EXERCISE DETAILS. Collect every line in the three blocks below that contains the word "wearing", treating uppercase and lowercase letters as distinct, and copy each such line in full.

BEGIN SUPPLIED DATA

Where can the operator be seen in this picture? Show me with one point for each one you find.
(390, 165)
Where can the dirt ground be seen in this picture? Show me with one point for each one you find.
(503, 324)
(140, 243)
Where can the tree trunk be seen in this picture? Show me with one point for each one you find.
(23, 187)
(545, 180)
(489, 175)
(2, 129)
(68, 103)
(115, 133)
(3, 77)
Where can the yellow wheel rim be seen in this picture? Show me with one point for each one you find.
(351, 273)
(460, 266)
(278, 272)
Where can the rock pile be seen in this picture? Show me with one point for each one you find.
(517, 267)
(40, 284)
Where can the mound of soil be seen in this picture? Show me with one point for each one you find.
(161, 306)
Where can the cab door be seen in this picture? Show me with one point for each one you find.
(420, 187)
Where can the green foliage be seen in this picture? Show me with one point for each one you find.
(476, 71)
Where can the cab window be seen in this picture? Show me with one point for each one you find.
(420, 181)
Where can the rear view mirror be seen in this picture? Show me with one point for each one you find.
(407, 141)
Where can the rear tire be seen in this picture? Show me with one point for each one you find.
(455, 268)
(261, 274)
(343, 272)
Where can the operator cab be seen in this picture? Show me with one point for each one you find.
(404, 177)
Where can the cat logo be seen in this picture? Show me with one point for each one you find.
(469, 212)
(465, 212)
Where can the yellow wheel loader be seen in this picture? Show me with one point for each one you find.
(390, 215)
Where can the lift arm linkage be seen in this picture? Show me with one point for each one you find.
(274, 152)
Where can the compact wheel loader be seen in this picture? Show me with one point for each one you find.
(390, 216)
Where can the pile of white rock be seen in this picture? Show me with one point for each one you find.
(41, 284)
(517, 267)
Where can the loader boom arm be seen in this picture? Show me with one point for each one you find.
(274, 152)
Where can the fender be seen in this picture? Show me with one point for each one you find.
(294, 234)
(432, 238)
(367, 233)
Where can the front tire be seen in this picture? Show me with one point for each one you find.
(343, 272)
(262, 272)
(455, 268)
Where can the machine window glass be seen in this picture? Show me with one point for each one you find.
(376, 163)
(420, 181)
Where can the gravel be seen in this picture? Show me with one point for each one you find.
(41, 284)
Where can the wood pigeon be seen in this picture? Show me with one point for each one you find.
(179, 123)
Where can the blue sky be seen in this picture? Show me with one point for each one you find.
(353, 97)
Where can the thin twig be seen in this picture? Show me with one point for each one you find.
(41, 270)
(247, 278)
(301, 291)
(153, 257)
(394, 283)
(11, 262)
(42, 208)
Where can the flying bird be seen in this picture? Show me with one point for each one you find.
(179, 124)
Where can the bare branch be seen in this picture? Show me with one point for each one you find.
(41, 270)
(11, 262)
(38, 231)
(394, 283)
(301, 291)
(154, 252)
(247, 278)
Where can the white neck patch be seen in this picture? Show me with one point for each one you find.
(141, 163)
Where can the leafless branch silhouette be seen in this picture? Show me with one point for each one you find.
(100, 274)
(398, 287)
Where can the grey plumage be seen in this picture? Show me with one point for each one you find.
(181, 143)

END SUPPLIED DATA
BEGIN SUPPLIED DATA

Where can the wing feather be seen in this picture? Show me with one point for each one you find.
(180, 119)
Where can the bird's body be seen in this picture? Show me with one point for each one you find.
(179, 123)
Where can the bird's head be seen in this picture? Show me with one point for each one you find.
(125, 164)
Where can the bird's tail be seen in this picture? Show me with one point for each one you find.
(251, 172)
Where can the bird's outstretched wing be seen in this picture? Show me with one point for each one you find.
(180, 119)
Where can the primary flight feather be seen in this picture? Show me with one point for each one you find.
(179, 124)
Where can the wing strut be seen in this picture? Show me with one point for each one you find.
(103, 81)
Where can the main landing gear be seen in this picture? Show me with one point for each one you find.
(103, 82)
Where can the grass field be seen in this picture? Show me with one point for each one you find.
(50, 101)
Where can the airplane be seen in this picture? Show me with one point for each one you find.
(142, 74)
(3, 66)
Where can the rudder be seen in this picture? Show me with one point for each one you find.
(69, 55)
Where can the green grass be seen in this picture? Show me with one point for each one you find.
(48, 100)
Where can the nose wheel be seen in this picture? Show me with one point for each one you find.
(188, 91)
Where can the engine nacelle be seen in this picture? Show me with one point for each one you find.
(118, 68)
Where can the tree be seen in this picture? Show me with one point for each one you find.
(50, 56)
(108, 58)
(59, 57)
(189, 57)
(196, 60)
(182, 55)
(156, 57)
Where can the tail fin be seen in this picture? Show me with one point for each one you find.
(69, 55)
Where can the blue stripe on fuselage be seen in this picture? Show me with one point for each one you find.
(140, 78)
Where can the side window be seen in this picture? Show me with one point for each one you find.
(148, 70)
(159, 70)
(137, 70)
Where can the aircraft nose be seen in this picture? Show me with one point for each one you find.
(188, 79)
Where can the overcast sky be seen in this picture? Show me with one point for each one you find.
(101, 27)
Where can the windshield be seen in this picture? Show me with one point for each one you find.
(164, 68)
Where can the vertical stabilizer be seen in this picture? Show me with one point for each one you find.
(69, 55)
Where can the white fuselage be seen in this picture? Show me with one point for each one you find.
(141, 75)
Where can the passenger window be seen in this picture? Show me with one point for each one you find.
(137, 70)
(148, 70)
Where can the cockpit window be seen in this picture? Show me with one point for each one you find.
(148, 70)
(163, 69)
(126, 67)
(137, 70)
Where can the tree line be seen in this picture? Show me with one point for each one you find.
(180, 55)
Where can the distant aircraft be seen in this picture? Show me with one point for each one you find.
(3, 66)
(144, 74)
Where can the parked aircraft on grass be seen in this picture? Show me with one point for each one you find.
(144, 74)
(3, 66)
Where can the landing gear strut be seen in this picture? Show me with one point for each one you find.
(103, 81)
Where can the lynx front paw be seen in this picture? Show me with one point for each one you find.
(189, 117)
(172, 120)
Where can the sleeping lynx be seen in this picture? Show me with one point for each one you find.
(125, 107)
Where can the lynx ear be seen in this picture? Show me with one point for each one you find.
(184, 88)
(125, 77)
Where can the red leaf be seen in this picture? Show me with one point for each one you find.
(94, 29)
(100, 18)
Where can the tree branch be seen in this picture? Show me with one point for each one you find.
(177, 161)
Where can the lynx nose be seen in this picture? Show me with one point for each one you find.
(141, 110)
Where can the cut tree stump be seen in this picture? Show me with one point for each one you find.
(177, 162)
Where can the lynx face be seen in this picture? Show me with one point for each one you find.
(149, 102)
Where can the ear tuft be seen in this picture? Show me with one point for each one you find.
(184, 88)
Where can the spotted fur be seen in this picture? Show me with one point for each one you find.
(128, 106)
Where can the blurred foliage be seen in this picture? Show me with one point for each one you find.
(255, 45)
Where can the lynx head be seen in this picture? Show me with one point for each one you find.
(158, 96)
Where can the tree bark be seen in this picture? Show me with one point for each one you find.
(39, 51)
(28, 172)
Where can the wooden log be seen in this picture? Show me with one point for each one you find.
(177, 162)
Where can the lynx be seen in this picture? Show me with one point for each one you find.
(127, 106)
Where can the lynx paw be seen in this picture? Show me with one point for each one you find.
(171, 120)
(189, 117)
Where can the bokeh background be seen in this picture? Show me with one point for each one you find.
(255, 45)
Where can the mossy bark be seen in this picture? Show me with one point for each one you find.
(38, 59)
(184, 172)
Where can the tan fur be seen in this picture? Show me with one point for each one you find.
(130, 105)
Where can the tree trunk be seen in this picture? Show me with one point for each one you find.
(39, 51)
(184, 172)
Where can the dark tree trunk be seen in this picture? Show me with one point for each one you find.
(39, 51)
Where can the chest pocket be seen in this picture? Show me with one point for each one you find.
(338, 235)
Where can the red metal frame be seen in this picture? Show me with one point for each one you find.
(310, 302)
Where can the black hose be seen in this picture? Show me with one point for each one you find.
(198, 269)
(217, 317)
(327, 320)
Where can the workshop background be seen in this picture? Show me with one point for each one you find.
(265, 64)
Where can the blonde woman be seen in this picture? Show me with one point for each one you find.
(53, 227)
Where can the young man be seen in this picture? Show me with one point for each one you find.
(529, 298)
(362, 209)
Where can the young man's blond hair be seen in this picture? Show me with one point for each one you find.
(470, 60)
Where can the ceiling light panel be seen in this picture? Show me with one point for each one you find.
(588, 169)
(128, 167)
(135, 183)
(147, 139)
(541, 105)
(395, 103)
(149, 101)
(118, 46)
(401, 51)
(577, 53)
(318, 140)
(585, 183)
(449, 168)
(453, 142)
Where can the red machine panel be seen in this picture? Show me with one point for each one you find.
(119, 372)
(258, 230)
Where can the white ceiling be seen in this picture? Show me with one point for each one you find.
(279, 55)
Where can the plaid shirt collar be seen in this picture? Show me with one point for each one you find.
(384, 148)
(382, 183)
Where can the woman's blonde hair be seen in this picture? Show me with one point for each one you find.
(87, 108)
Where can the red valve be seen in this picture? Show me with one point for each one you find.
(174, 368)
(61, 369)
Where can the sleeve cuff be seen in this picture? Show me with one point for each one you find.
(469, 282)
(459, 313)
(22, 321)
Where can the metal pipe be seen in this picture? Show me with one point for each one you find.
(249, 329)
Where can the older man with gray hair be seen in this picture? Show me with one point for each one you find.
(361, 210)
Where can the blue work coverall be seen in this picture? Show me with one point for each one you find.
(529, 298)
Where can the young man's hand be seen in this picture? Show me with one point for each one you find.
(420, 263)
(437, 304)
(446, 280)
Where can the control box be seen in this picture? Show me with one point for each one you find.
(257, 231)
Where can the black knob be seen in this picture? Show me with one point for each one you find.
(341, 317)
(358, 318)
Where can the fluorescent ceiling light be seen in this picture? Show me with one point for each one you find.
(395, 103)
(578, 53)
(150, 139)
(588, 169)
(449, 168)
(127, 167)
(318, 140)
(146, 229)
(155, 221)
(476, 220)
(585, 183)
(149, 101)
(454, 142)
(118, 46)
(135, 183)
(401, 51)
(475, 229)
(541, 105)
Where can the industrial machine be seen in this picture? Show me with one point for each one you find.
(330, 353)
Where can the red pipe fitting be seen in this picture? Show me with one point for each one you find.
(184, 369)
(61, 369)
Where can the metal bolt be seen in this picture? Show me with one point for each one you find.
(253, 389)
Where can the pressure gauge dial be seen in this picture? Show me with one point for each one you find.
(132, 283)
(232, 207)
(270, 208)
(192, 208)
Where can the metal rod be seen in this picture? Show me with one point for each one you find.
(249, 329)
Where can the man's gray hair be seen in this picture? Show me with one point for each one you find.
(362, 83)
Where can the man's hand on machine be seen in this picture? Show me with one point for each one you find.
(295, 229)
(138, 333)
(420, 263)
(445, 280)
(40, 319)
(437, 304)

END SUPPLIED DATA
BEGIN SUPPLIED DATA

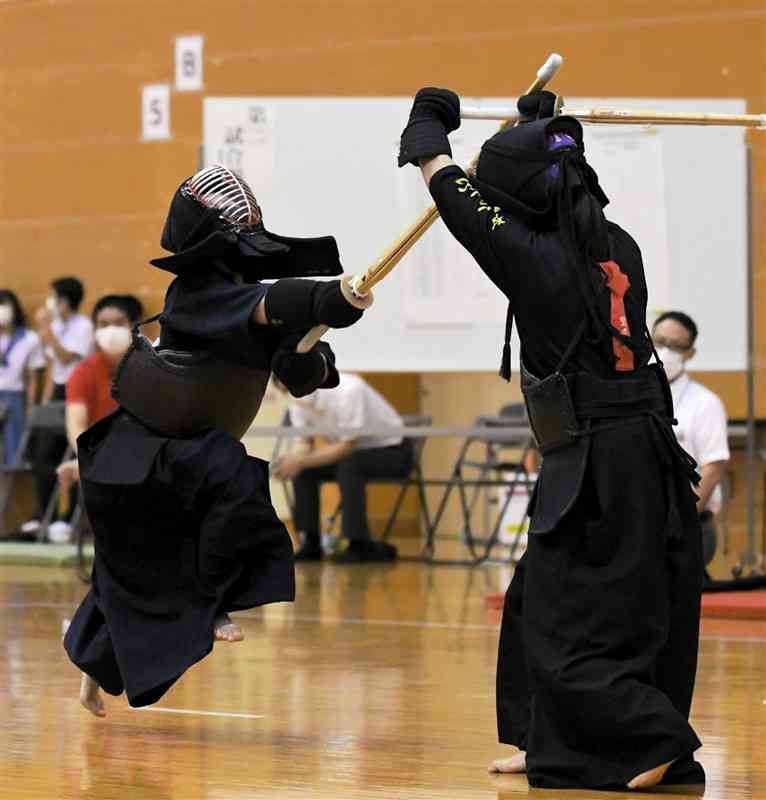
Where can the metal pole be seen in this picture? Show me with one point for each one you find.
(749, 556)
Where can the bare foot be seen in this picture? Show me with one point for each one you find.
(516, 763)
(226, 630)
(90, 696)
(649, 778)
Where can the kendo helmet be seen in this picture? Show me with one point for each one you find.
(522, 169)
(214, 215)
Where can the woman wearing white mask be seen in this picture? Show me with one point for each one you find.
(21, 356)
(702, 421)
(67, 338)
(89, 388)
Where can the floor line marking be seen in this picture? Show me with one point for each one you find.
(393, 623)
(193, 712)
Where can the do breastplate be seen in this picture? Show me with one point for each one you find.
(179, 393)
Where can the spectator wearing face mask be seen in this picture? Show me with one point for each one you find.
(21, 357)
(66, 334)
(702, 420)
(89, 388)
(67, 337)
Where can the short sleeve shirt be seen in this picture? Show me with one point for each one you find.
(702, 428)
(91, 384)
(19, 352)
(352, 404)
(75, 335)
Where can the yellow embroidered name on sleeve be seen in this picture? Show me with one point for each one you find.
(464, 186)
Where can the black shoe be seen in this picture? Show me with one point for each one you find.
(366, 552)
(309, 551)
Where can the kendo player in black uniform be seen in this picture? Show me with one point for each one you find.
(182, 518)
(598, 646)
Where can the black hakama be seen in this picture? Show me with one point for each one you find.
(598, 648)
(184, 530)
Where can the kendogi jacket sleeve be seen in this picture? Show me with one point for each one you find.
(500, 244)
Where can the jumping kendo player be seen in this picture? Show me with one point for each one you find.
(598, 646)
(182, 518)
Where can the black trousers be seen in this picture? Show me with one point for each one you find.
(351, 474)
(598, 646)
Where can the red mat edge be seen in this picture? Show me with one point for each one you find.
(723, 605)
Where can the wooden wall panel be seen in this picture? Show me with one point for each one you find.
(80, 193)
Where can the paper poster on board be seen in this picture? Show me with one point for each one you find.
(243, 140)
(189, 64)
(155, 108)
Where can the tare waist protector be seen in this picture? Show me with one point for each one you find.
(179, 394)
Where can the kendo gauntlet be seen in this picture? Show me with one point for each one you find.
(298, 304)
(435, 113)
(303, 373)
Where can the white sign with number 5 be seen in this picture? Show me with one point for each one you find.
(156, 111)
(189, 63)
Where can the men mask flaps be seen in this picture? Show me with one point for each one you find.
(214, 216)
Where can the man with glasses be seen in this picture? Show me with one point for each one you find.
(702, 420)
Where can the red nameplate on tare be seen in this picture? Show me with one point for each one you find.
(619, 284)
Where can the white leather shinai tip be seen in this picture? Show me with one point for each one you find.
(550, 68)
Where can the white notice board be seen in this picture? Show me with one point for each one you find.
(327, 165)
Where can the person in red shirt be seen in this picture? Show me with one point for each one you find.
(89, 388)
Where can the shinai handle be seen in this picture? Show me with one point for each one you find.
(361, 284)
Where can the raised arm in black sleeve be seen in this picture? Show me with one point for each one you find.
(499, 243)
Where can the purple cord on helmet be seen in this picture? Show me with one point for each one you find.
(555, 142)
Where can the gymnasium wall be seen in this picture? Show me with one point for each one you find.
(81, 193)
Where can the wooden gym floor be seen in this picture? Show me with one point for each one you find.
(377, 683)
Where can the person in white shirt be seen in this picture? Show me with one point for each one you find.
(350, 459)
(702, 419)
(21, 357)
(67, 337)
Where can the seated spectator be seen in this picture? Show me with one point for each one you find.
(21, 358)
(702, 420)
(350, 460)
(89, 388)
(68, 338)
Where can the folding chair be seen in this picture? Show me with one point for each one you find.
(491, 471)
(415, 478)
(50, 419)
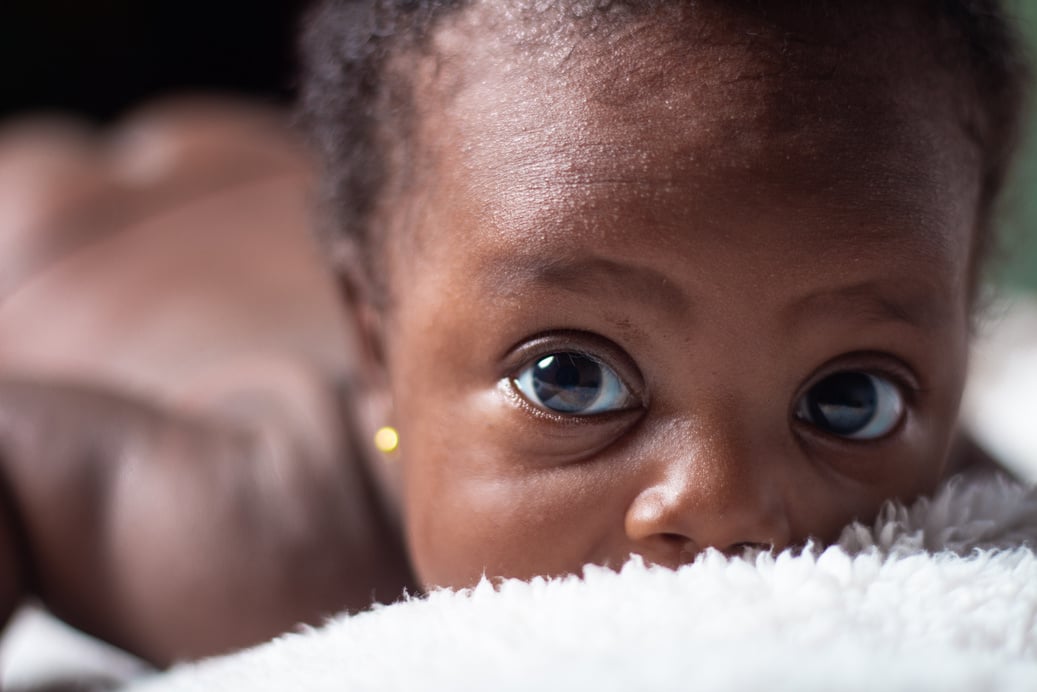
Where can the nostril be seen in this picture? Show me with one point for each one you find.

END SUPPLIED DATA

EXERCISE OUTPUT.
Where can the woman wearing white mask be seen in this picture? Show me with one point for each one you find.
Where can the spectator wearing face mask be seen in this picture? Show me with one point for each one you find.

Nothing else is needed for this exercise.